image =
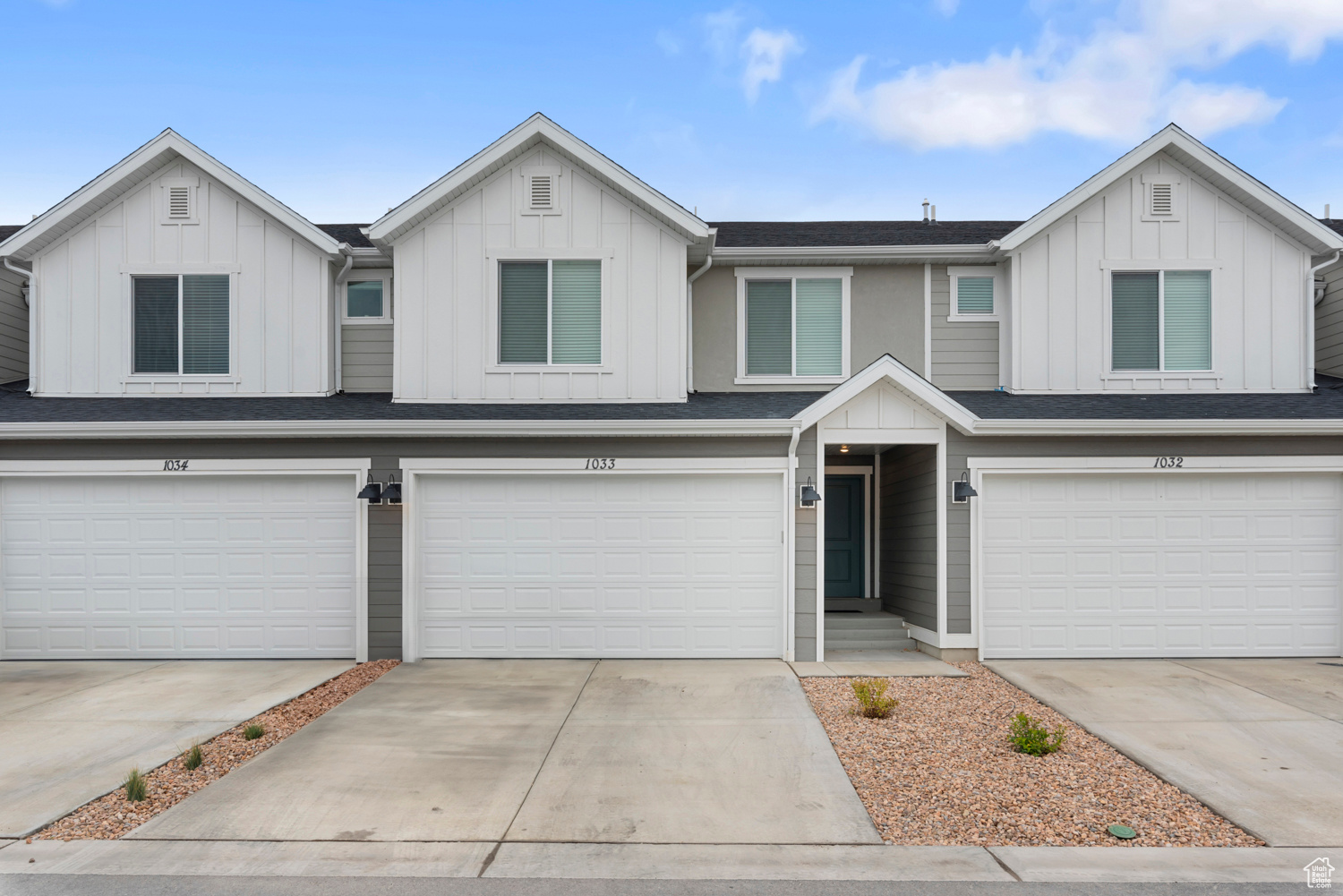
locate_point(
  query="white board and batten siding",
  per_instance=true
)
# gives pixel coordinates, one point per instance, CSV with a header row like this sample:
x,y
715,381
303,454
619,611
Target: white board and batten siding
x,y
446,333
1060,317
281,337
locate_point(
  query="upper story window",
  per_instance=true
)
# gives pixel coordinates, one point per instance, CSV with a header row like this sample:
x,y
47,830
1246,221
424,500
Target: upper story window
x,y
1162,320
792,324
974,293
368,297
180,324
551,311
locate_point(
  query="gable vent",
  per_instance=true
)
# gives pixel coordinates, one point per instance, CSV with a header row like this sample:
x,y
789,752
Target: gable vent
x,y
179,201
542,191
1162,199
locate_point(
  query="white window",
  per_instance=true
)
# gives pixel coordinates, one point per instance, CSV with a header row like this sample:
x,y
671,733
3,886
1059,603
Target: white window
x,y
550,311
975,293
180,324
1160,320
368,297
792,324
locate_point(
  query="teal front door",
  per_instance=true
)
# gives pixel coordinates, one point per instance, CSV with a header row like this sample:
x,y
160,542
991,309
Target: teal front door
x,y
843,536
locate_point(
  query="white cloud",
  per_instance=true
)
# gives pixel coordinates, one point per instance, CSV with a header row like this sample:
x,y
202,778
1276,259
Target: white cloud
x,y
765,53
668,42
1117,83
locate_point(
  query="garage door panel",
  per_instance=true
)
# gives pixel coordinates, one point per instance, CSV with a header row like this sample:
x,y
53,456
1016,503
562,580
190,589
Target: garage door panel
x,y
1214,565
140,567
630,565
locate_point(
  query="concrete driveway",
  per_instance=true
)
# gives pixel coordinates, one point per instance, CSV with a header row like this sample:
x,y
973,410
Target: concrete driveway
x,y
70,730
1257,740
620,751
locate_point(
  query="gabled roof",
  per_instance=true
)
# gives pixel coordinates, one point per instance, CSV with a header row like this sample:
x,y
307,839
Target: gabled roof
x,y
134,168
1205,163
779,234
512,145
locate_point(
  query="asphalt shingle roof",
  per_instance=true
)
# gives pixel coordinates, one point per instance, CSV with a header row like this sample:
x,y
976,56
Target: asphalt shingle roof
x,y
348,234
1323,405
859,233
16,405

= = = =

Set problem: The listing above needs to be output again exactly. Don't include the pictures.

Answer to the exercise:
image =
locate_point(
  query="white board and batten siding",
  per_instance=true
)
# gives pixel coordinates, one point per instance, CSV with a header row like this sample:
x,y
715,381
303,454
619,611
Target: white board and batten siding
x,y
446,333
1060,317
281,337
locate_point(
  query="upper story window",
  per_instance=true
)
# gives pixel coordinates, one point per instance, CSV with a header row like this sample:
x,y
47,830
1246,221
424,500
Target: upper story window
x,y
1162,320
792,324
974,293
368,297
180,324
551,311
locate_point(
  query="gable vent",
  per_instance=true
)
# gives pixel coordinates, one point per instance, CSV with a header row like this sample:
x,y
789,752
Target: gable vent
x,y
179,201
542,191
1162,199
locate_point(
  query="white window",
  per_instance=true
)
# gives pixel coordinates, one point per instance, CSV with a header row like this sample:
x,y
671,733
3,886
1059,603
Target: white window
x,y
550,311
975,293
180,324
1160,320
368,297
792,324
locate_point(
  query="teal front door",
  per_instance=true
)
# gives pixel coordinates, one point per instance, CSV with a header row like this sample:
x,y
160,542
991,309
Target: teal front door
x,y
843,536
locate_point(
  query="white cloud",
  per_instance=true
)
# gives pixel coordinates, one point per instance, CSV with a header row like this sample:
x,y
202,778
1276,259
Target: white cloud
x,y
765,53
668,42
1117,83
locate_point(
  query="garage door panel",
  per_instance=true
)
# gives pixel coordinates, one point per instance, CSV with a header row like this sample:
x,y
53,456
1016,503
562,580
190,589
Target: garage door panel
x,y
1214,565
140,567
630,565
locate_point(
  query="concrete driveway",
  per_instance=true
)
# gives pixel coordinates, one point per instance, CSV with a header row like this sample:
x,y
973,410
Target: concrete driveway
x,y
70,730
1257,740
620,751
locate_point(
  query="gabled roof",
  per_instance=true
)
# gives pixel coordinates, one point per instance, CSV with a header row like this sample:
x,y
307,839
Target: gabled roof
x,y
134,168
1205,163
779,234
512,145
locate_point(
  query="asphalt shingle roof",
  per_instance=true
)
# gives pixel coordinates, one point per instance, CSV with a header row like this sample:
x,y
976,56
Target: asphalt shingle roof
x,y
348,234
1323,405
859,233
16,405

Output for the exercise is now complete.